Exercise task
Locate every line below that contains the word "white" and copy each of those lines. Case counts.

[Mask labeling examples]
'''

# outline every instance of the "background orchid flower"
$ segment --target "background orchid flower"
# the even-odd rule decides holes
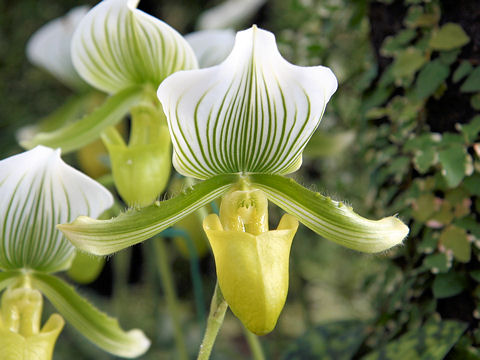
[[[242,243],[245,233],[255,237],[253,244],[262,242],[258,236],[270,234],[265,226],[267,200],[323,237],[358,251],[385,251],[400,244],[408,233],[408,227],[396,217],[365,219],[350,207],[282,176],[301,165],[302,151],[336,88],[330,69],[299,67],[285,61],[270,32],[255,26],[239,32],[231,54],[220,65],[177,72],[158,90],[176,170],[205,181],[140,211],[109,221],[80,217],[60,229],[75,246],[109,254],[149,238],[223,196],[220,219],[211,215],[204,222],[220,288],[250,330],[269,332],[285,301],[290,246],[274,251],[267,247],[255,254],[258,245],[252,245],[252,251],[245,250],[245,245],[242,252],[241,245],[234,245]],[[281,222],[279,230],[287,230],[282,235],[286,244],[296,226],[293,218]],[[230,233],[222,235],[224,230]],[[238,239],[232,238],[232,231]],[[273,233],[264,236],[269,241],[275,238]],[[225,246],[229,253],[219,246]],[[272,256],[276,252],[281,256]],[[225,257],[230,260],[224,261]],[[253,259],[257,259],[255,265]],[[247,264],[256,270],[245,269]],[[272,279],[267,269],[276,266],[283,269],[283,275]],[[239,267],[245,271],[235,272]],[[245,295],[250,293],[249,287],[263,296],[252,301]],[[249,318],[252,313],[257,314],[253,320]]]
[[[167,125],[155,89],[175,71],[195,68],[197,61],[179,33],[138,10],[137,4],[102,1],[73,35],[75,69],[92,87],[112,95],[80,121],[40,133],[24,145],[72,151],[101,136],[122,198],[129,205],[145,206],[164,190],[171,168]],[[128,144],[112,127],[127,113],[132,119]]]
[[[73,8],[42,26],[27,43],[28,60],[74,90],[88,87],[73,67],[70,54],[73,33],[87,12],[88,6]]]
[[[67,322],[102,349],[123,357],[145,352],[150,342],[141,331],[123,331],[115,319],[52,275],[67,270],[75,253],[55,225],[80,214],[99,216],[113,203],[108,190],[65,164],[60,150],[37,146],[0,161],[0,197],[0,291],[8,288],[0,319],[2,358],[17,359],[9,354],[22,349],[17,347],[22,338],[25,351],[39,346],[43,352],[37,353],[38,359],[51,358],[63,319],[54,315],[40,330],[40,293]],[[12,311],[20,320],[12,317]],[[10,341],[17,345],[8,345]]]

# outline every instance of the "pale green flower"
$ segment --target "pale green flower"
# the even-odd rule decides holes
[[[225,300],[257,334],[273,329],[288,291],[288,257],[297,220],[345,247],[377,253],[401,244],[396,217],[368,220],[283,175],[302,152],[337,89],[332,71],[284,60],[272,33],[239,32],[221,64],[179,71],[159,87],[173,144],[173,165],[204,180],[171,200],[109,221],[79,217],[59,226],[75,246],[109,254],[148,239],[222,196],[220,217],[203,227]],[[268,200],[289,215],[268,229]]]

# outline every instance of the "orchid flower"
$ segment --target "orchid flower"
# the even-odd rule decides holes
[[[7,288],[0,310],[2,359],[51,359],[63,319],[112,354],[144,353],[150,342],[140,330],[123,331],[52,275],[67,270],[75,254],[55,225],[80,214],[99,216],[113,204],[108,190],[65,164],[60,150],[37,146],[0,161],[0,197],[0,291]],[[61,315],[40,329],[42,294]]]
[[[73,33],[87,12],[87,6],[71,9],[65,16],[42,26],[27,43],[27,57],[30,62],[45,69],[74,90],[88,87],[73,67],[70,55]]]
[[[204,181],[173,199],[111,220],[82,216],[59,228],[76,247],[111,254],[222,197],[220,217],[209,215],[203,224],[221,292],[248,329],[268,333],[285,303],[298,221],[328,240],[367,253],[401,244],[409,231],[396,217],[365,219],[284,176],[300,167],[302,151],[336,88],[330,69],[284,60],[272,33],[255,26],[239,32],[224,62],[177,72],[158,89],[173,165]],[[273,231],[268,229],[268,201],[288,213]]]
[[[195,53],[198,65],[206,68],[220,64],[232,51],[235,32],[225,30],[200,30],[185,35]]]

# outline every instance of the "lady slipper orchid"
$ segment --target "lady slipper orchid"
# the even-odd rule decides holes
[[[53,315],[40,330],[41,294],[104,350],[124,357],[145,352],[150,343],[141,331],[123,331],[51,275],[67,270],[75,255],[55,225],[99,216],[113,204],[108,190],[65,164],[60,150],[38,146],[0,161],[0,198],[0,291],[8,288],[0,311],[2,359],[51,359],[63,318]]]
[[[27,43],[30,62],[74,90],[88,87],[73,67],[70,53],[73,33],[87,12],[87,6],[73,8],[65,16],[42,26]]]
[[[239,32],[224,62],[179,71],[158,89],[173,164],[181,174],[204,181],[115,219],[79,217],[60,229],[75,246],[108,254],[222,196],[220,217],[204,220],[221,293],[248,329],[268,333],[285,302],[297,220],[326,239],[368,253],[400,244],[409,231],[396,217],[365,219],[283,176],[300,167],[302,151],[336,89],[330,69],[284,60],[272,33],[255,26]],[[268,230],[267,200],[290,214],[274,231]]]

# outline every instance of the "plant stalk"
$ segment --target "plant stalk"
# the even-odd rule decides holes
[[[218,286],[218,282],[215,285],[215,292],[213,293],[212,302],[210,304],[210,314],[207,320],[207,329],[203,337],[202,344],[200,345],[200,351],[198,352],[197,360],[208,360],[210,353],[212,352],[215,339],[217,338],[218,331],[223,324],[225,318],[225,312],[227,311],[228,304],[223,298],[222,291]]]
[[[165,239],[156,238],[153,243],[157,258],[157,269],[162,281],[163,291],[165,292],[168,312],[172,315],[178,359],[188,360],[187,348],[185,346],[185,339],[183,337],[182,326],[180,323],[177,294],[175,292],[175,287],[173,286],[173,275],[167,258]]]

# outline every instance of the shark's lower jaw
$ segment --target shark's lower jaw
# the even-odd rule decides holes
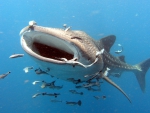
[[[76,63],[81,54],[76,46],[52,35],[28,30],[21,35],[23,49],[39,64],[43,70],[50,69],[50,75],[60,79],[87,81],[85,75],[94,75],[99,71],[98,65],[85,68]],[[81,58],[83,59],[83,58]],[[66,63],[66,60],[68,61]],[[84,64],[84,62],[81,62]]]
[[[70,42],[42,32],[25,32],[21,44],[27,53],[43,61],[64,63],[61,58],[78,58],[77,49]]]

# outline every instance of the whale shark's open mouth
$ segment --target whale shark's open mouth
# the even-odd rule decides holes
[[[78,58],[77,49],[70,42],[39,31],[26,31],[21,44],[27,53],[44,61],[61,63],[62,58]]]

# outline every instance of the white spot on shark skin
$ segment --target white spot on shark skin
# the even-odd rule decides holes
[[[71,29],[71,27],[67,27],[66,29],[65,29],[65,32],[67,32],[68,30],[70,30]]]
[[[136,14],[135,14],[135,16],[139,16],[139,14],[138,14],[138,13],[136,13]]]
[[[31,66],[31,67],[25,67],[23,70],[24,70],[25,73],[28,73],[29,70],[31,70],[31,69],[33,69],[33,66]]]
[[[109,71],[110,69],[107,67],[107,69],[106,69],[106,71],[104,72],[104,76],[108,76],[108,71]]]

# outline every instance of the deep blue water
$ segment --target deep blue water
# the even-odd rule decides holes
[[[34,80],[41,80],[34,71],[27,74],[26,66],[38,67],[36,62],[24,52],[20,45],[20,30],[35,20],[38,25],[62,28],[66,23],[71,29],[83,30],[98,40],[114,34],[117,40],[111,49],[124,47],[126,62],[137,64],[150,57],[150,1],[149,0],[5,0],[0,2],[0,74],[11,71],[0,80],[0,113],[149,113],[150,112],[150,71],[147,72],[146,91],[142,93],[133,73],[125,72],[120,78],[111,79],[130,97],[132,104],[113,86],[103,83],[100,92],[83,91],[83,96],[71,95],[68,89],[72,83],[64,84],[60,91],[41,89],[33,86]],[[13,53],[23,53],[18,59],[9,59]],[[114,54],[115,55],[115,54]],[[116,55],[117,56],[117,55]],[[45,76],[50,81],[56,78]],[[28,82],[25,82],[28,81]],[[51,103],[53,97],[39,96],[37,92],[60,92],[58,99],[63,103]],[[106,99],[96,100],[94,95],[106,95]],[[66,100],[82,100],[82,106],[68,106]]]

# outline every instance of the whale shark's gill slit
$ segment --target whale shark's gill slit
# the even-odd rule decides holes
[[[60,60],[60,58],[66,58],[68,60],[73,59],[73,55],[66,51],[38,42],[33,42],[32,51],[43,57],[56,60]]]

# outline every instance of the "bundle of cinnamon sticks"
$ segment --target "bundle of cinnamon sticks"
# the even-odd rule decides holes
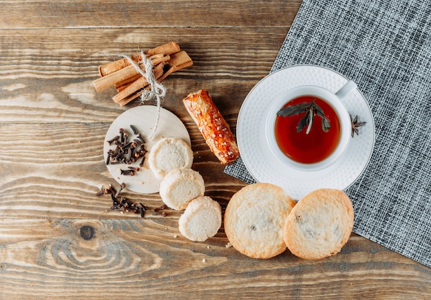
[[[147,58],[151,60],[153,72],[158,82],[176,71],[193,65],[187,53],[181,51],[175,42],[150,49],[144,54]],[[130,58],[145,71],[140,54],[133,55]],[[99,92],[114,86],[118,93],[112,97],[112,100],[120,106],[124,106],[140,96],[144,89],[151,87],[147,79],[126,58],[101,65],[98,71],[101,78],[93,81],[96,90]]]

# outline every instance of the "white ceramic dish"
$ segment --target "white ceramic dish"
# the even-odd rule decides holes
[[[132,108],[124,111],[114,120],[108,129],[103,144],[103,155],[105,160],[107,158],[107,152],[109,149],[114,149],[115,146],[109,146],[107,141],[114,136],[118,135],[118,129],[123,128],[131,134],[129,140],[131,140],[134,135],[130,128],[130,125],[134,126],[138,131],[141,133],[145,140],[145,149],[150,151],[151,147],[161,138],[177,138],[183,140],[189,145],[191,144],[190,136],[187,128],[181,120],[171,111],[162,108],[160,110],[160,118],[157,130],[154,139],[151,140],[149,136],[152,132],[155,125],[156,116],[157,114],[157,107],[153,105],[141,105]],[[148,153],[147,153],[147,156]],[[108,164],[108,171],[115,179],[120,184],[125,182],[126,188],[130,191],[142,193],[158,193],[160,189],[160,180],[156,178],[153,172],[149,169],[147,161],[145,161],[144,166],[140,168],[140,171],[136,172],[134,176],[121,175],[120,169],[125,170],[127,167],[139,167],[140,158],[138,162],[130,165]]]
[[[240,110],[236,136],[242,161],[256,181],[276,184],[299,200],[319,188],[344,190],[357,180],[370,160],[375,142],[372,114],[359,89],[344,102],[353,118],[357,115],[358,120],[366,124],[359,128],[359,135],[355,135],[340,158],[327,168],[302,171],[283,162],[271,151],[266,133],[271,103],[290,89],[312,85],[335,93],[348,81],[325,67],[296,65],[268,75],[251,89]]]

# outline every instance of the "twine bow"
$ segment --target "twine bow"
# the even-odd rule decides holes
[[[123,57],[125,58],[129,63],[130,63],[130,64],[133,65],[135,69],[136,69],[139,74],[140,74],[147,80],[147,82],[148,83],[149,89],[145,89],[143,93],[140,95],[141,104],[145,101],[156,99],[157,104],[156,121],[153,131],[149,136],[149,139],[152,140],[154,138],[154,135],[157,131],[157,126],[158,125],[160,110],[162,108],[162,99],[166,95],[166,87],[165,87],[160,83],[158,82],[156,77],[154,77],[154,73],[153,72],[154,66],[151,60],[145,56],[143,51],[141,51],[140,52],[140,57],[142,60],[138,61],[138,63],[135,63],[130,57],[126,55],[123,55]],[[140,64],[141,63],[144,66],[143,69],[140,67]]]

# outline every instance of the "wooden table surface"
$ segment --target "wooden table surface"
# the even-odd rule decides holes
[[[103,141],[122,112],[96,92],[98,66],[174,41],[193,65],[163,81],[162,106],[189,131],[193,169],[225,207],[246,184],[223,173],[181,100],[207,89],[235,132],[247,93],[274,61],[300,0],[0,2],[0,299],[430,299],[431,270],[352,234],[340,253],[270,259],[204,242],[165,217],[110,209]],[[149,103],[152,105],[153,103]],[[148,206],[158,193],[126,191]],[[81,228],[94,230],[90,239]]]

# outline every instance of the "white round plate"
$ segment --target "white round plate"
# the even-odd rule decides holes
[[[329,188],[344,190],[361,175],[374,147],[375,125],[368,104],[359,89],[344,102],[352,118],[366,124],[350,140],[348,149],[333,164],[316,171],[292,169],[279,160],[266,140],[266,120],[271,103],[289,89],[304,85],[326,87],[336,92],[348,80],[342,75],[316,65],[295,65],[276,71],[260,81],[246,97],[238,118],[237,140],[244,164],[258,182],[283,188],[299,200],[309,192]]]
[[[181,120],[171,111],[162,108],[160,109],[160,118],[157,125],[157,130],[154,139],[149,139],[149,136],[153,131],[157,115],[157,107],[153,105],[140,105],[128,109],[121,114],[114,120],[105,137],[103,146],[103,154],[105,161],[107,158],[107,152],[109,149],[114,150],[116,147],[112,144],[109,146],[107,141],[118,136],[120,128],[124,129],[129,133],[129,141],[136,138],[130,128],[130,125],[136,127],[138,133],[145,140],[145,149],[149,151],[151,147],[161,138],[180,138],[191,145],[190,136],[185,126]],[[145,156],[146,157],[147,155]],[[156,178],[153,172],[149,169],[147,160],[145,160],[143,167],[140,168],[139,171],[136,172],[134,176],[120,175],[120,169],[125,170],[128,167],[138,167],[141,158],[132,164],[107,164],[109,173],[117,182],[125,182],[126,189],[142,193],[153,193],[159,191],[160,180]]]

'''

Full answer
# outline every instance of the white spot on shark skin
$ segment --target white spot on shark skin
# outline every instance of the "white ceramic dish"
$ segment --target "white ceramic dish"
# outline every instance of the "white round plate"
$ segment --target "white round plate"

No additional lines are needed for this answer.